→ **Task to complete**: Find every line in the entries below that contains the word "side", and copy each of those lines.

→ **Data section**:
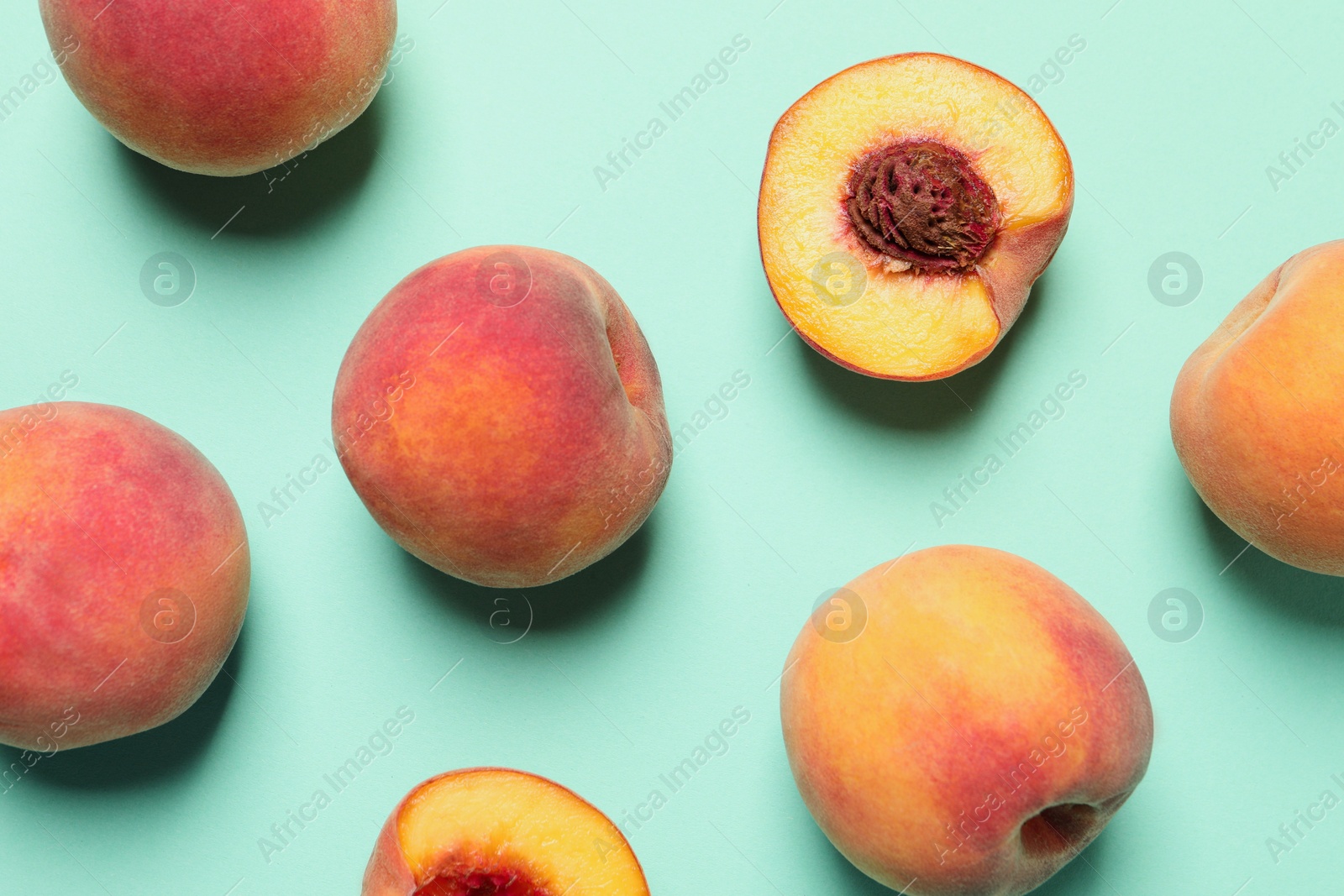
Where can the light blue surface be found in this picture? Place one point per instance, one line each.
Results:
(490, 132)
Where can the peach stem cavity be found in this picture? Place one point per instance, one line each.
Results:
(921, 203)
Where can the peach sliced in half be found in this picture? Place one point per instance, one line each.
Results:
(906, 208)
(497, 832)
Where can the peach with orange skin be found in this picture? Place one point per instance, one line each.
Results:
(978, 732)
(907, 206)
(1256, 414)
(497, 832)
(501, 417)
(222, 89)
(124, 574)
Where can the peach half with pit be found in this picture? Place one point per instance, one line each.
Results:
(963, 723)
(906, 208)
(497, 832)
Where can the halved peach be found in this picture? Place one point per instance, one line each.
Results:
(497, 832)
(906, 208)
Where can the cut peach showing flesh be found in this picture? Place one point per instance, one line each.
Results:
(496, 832)
(906, 208)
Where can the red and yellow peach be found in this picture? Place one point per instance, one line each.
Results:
(1254, 412)
(222, 89)
(501, 417)
(972, 732)
(124, 574)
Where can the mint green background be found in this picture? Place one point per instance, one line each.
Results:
(488, 132)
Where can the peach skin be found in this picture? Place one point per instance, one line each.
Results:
(501, 417)
(1256, 409)
(124, 574)
(222, 89)
(907, 206)
(496, 832)
(963, 723)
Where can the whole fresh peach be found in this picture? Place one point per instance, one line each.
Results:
(907, 206)
(1256, 414)
(124, 574)
(963, 723)
(501, 417)
(222, 87)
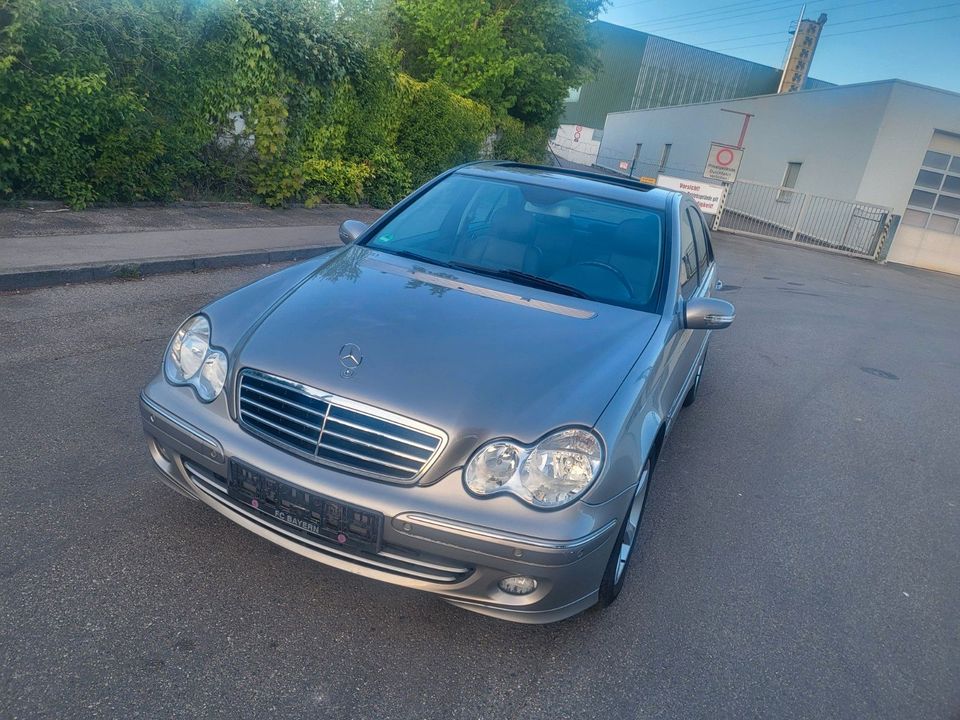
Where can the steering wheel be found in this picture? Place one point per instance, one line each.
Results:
(616, 272)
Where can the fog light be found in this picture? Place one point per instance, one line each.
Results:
(519, 585)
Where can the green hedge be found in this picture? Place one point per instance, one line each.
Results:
(119, 100)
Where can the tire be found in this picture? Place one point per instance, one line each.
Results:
(695, 388)
(619, 562)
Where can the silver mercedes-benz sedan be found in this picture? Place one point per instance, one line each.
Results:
(468, 399)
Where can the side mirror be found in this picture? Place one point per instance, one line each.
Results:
(350, 230)
(708, 314)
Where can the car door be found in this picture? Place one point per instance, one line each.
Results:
(683, 347)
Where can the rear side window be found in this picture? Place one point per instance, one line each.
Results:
(700, 238)
(688, 258)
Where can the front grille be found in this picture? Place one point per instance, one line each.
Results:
(392, 559)
(334, 431)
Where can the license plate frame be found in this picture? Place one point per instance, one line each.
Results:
(308, 513)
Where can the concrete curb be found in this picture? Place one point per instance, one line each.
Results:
(97, 272)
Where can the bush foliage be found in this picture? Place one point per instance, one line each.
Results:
(278, 100)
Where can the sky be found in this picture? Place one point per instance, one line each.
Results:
(858, 43)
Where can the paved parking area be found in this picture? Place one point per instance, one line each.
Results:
(800, 556)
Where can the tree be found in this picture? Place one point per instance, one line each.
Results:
(519, 57)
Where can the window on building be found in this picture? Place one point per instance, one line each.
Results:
(951, 184)
(936, 160)
(915, 218)
(789, 182)
(930, 179)
(943, 223)
(946, 203)
(934, 203)
(922, 198)
(665, 156)
(791, 175)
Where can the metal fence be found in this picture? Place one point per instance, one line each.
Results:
(780, 213)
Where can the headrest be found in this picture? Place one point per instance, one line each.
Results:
(512, 224)
(638, 236)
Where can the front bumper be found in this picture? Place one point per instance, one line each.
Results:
(435, 538)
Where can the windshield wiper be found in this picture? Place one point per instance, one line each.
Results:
(410, 255)
(523, 278)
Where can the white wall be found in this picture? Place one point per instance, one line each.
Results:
(861, 143)
(912, 116)
(576, 143)
(831, 131)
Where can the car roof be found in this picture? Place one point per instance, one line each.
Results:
(614, 187)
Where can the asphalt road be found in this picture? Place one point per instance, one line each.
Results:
(800, 555)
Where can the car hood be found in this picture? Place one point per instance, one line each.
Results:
(475, 356)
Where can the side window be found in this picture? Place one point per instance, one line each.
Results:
(703, 256)
(688, 258)
(706, 235)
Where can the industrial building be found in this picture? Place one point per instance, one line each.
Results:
(641, 71)
(871, 168)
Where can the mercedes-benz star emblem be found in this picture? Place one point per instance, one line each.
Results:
(350, 358)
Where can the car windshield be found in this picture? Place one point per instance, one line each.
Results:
(559, 240)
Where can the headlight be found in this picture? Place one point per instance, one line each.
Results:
(552, 473)
(191, 361)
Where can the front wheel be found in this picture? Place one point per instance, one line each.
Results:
(619, 561)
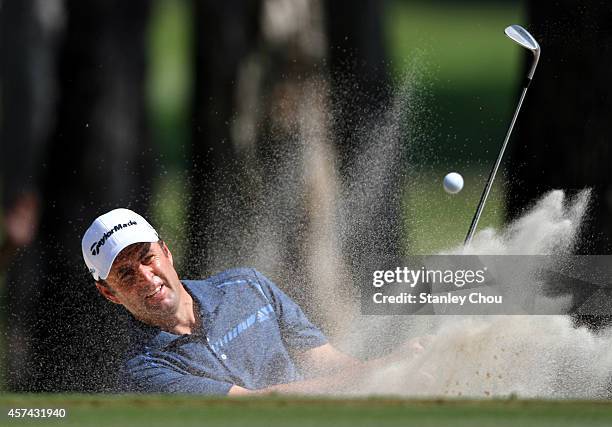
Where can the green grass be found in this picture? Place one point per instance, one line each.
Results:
(457, 42)
(154, 411)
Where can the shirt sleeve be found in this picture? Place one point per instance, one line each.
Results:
(149, 374)
(298, 333)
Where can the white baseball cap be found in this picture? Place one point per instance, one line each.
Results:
(109, 234)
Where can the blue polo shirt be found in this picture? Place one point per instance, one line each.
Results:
(250, 331)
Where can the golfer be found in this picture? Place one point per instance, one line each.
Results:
(234, 333)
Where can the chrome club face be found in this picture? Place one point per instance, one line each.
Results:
(522, 37)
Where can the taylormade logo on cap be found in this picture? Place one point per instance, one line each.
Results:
(109, 234)
(95, 248)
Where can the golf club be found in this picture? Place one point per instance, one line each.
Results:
(522, 37)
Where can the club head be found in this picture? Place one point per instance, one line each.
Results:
(522, 37)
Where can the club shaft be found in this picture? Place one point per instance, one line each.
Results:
(487, 189)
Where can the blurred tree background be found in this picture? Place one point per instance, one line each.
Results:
(462, 72)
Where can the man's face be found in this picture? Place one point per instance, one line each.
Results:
(144, 281)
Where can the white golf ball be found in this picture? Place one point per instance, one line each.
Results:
(453, 183)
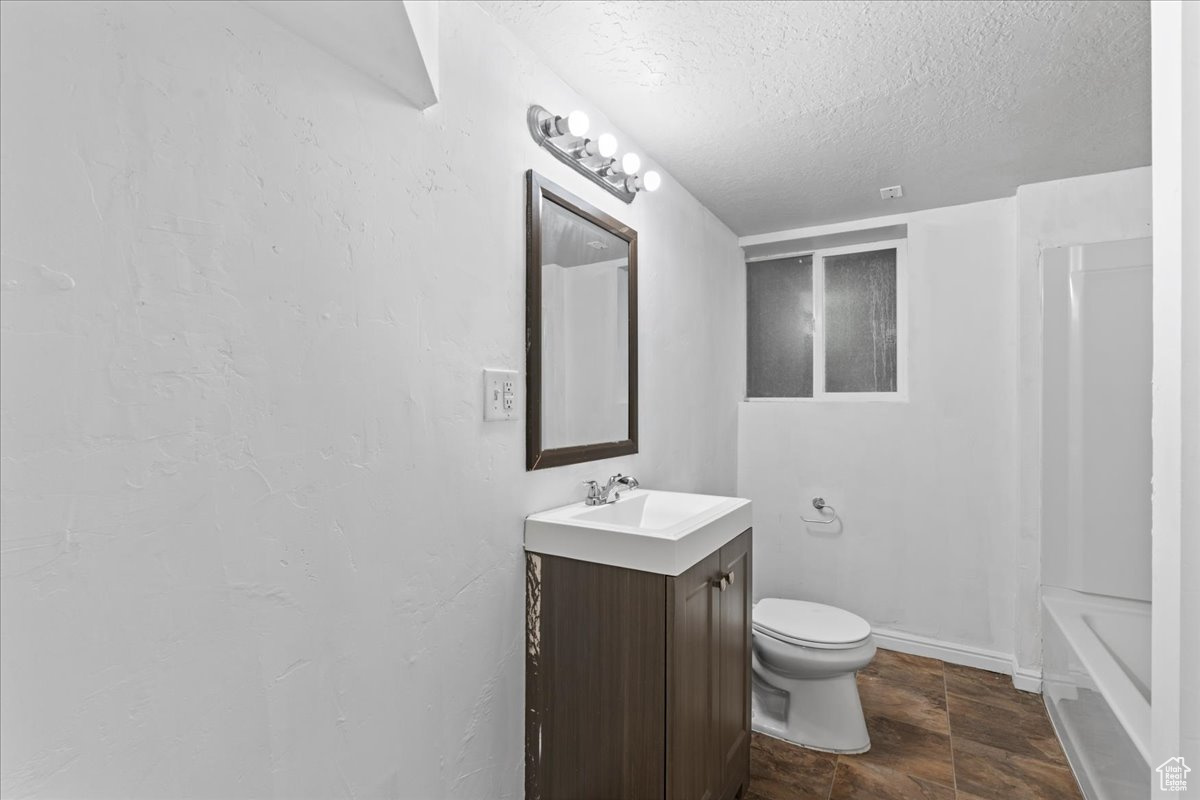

→ **In response**:
Where can the side mirror be found in this picture? Place one point per instance, one line each.
Where can the rear side window be found in this picture? Place one point per instance, one line each.
Where can the side window be found in this picture? Place one point per instance, one line each.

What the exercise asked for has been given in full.